# [Provided data]

/---

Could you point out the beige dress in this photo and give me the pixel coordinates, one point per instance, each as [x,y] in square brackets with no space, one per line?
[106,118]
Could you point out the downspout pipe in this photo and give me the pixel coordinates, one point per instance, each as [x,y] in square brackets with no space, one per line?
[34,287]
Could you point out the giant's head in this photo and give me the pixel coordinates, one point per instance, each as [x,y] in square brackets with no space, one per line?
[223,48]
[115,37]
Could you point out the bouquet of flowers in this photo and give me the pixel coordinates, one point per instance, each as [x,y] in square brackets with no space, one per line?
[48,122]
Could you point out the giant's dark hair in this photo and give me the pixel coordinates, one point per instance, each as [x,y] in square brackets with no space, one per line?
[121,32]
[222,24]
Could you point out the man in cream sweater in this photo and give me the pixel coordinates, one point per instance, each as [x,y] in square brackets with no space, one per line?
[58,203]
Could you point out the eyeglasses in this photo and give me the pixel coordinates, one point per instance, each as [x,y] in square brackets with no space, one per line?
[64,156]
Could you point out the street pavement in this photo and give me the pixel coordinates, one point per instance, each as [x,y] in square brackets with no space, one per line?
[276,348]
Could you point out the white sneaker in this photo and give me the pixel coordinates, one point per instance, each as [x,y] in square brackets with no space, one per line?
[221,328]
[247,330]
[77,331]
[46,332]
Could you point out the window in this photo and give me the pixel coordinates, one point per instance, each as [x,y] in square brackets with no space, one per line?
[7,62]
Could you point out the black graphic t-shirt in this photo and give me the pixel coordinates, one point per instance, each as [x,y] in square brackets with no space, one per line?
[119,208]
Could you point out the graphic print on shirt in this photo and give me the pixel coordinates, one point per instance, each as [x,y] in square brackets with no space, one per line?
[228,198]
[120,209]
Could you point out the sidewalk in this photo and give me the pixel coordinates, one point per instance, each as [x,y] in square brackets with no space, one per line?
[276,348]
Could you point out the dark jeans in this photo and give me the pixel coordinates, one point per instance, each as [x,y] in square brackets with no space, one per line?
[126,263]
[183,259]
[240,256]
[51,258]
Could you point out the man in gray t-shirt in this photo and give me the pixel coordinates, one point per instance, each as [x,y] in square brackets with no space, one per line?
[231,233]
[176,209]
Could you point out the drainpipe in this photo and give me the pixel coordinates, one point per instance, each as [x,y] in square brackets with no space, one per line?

\---
/---

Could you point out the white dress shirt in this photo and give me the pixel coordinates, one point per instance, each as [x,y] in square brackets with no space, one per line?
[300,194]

\---

# [Exercise details]
From the listing above, output exactly the run of lines that starts with the line containing "Could you point out the dark" and ends with the line containing "Could you point out the drainpipe".

# [Answer area]
Could you point out the dark jeans in this photo and give me the pixel coordinates, one point per instance, each as [x,y] in square brackets with no space, one per line?
[126,263]
[183,259]
[240,256]
[51,258]
Could you point out the man in gray t-shirt in this photo and give me the pixel coordinates, one point per instance, each as [x,y] in square brackets with no space, one per line?
[231,233]
[176,209]
Could you point out the drainpipe in this photo and give me the pixel coordinates, one point per instance, each as [x,y] in square brackets with no space, one per line?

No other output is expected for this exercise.